== EXTRACT ==
***

Three expansion rings are planned but not started. Ring 2 would enrich the reaction edges with cross-references to KEGG reaction IDs, BRENDA enzyme entries, and EC numbers, adding database provenance without depending on it for completeness. Ring 3 would extend the compound set to sugar derivatives: phosphorylated, acetylated, and amino sugars, which are metabolically important but require a more complex reaction rule system to enumerate correctly. Ring 4 would add disaccharides and glycosidic bonds, which opens the door to oligosaccharide synthesis planning but requires representing directional bond formation rather than simple stereoisomer interconversion.

Two architectural questions remain open. Whether to keep pathfinding client-side as the graph grows into Ring 3 and Ring 4, or to introduce a lightweight server component for larger queries, depends on empirical performance data that does not yet exist. The current client-side implementation handles 135 compounds comfortably, and the threshold where it breaks is unknown. The more interesting open question is integration with experimental protocol databases: if SUGAR can compute a route from D-glucose to L-glucose through validated enzymatic steps, can it also auto-generate a bench procedure document (reagent concentrations, buffer conditions, expected yields) from that route? The data to do this exists in scattered literature. The pipeline to assemble it does not.

135 compounds · 696 reactions · 2026

***

== SUPPLIED RECORDS ==
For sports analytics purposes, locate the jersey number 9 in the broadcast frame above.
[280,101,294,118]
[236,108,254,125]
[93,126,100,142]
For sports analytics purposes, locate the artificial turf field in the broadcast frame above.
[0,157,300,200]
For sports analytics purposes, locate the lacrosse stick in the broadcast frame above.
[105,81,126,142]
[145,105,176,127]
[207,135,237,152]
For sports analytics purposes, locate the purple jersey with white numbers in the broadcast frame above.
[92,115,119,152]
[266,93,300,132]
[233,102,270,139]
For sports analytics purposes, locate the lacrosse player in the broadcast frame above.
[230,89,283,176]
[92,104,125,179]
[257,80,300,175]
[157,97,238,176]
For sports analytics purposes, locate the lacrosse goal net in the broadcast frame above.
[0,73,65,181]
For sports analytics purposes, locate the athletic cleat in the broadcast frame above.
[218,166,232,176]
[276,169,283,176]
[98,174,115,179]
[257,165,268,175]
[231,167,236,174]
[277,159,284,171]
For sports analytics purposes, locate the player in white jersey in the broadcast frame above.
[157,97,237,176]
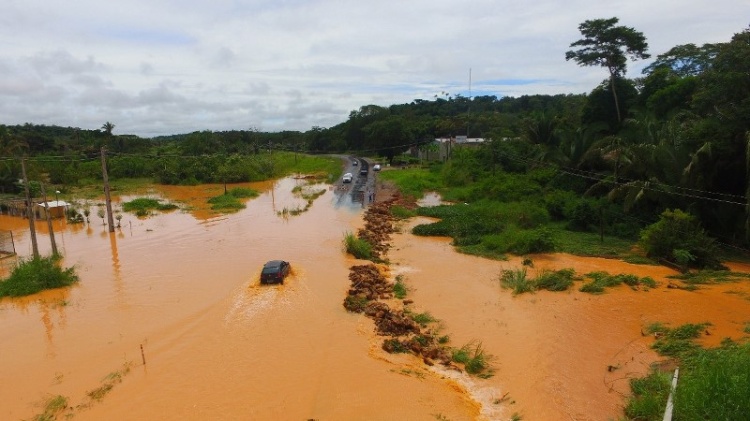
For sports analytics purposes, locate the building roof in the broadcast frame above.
[37,200,70,208]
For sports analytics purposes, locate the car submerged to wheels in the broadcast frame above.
[260,260,292,284]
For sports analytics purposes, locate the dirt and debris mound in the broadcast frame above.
[344,195,462,367]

***

== TASKS TO COMPLETE ==
1. Write out the stretch of the SUGAR excerpt from "Three expansion rings" through "simple stereoisomer interconversion.".
2. In the SUGAR excerpt, what would Ring 4 add?
The listing has no part in any of this.

== ANSWERS TO THE TASKS ==
1.
Three expansion rings are planned but not started. Ring 2 would enrich the reaction edges with cross-references to KEGG reaction IDs, BRENDA enzyme entries, and EC numbers, adding database provenance without depending on it for completeness. Ring 3 would extend the compound set to sugar derivatives: phosphorylated, acetylated, and amino sugars, which are metabolically important but require a more complex reaction rule system to enumerate correctly. Ring 4 would add disaccharides and glycosidic bonds, which opens the door to oligosaccharide synthesis planning but requires representing directional bond formation rather than simple stereoisomer interconversion.

2. Disaccharides and glycosidic bonds.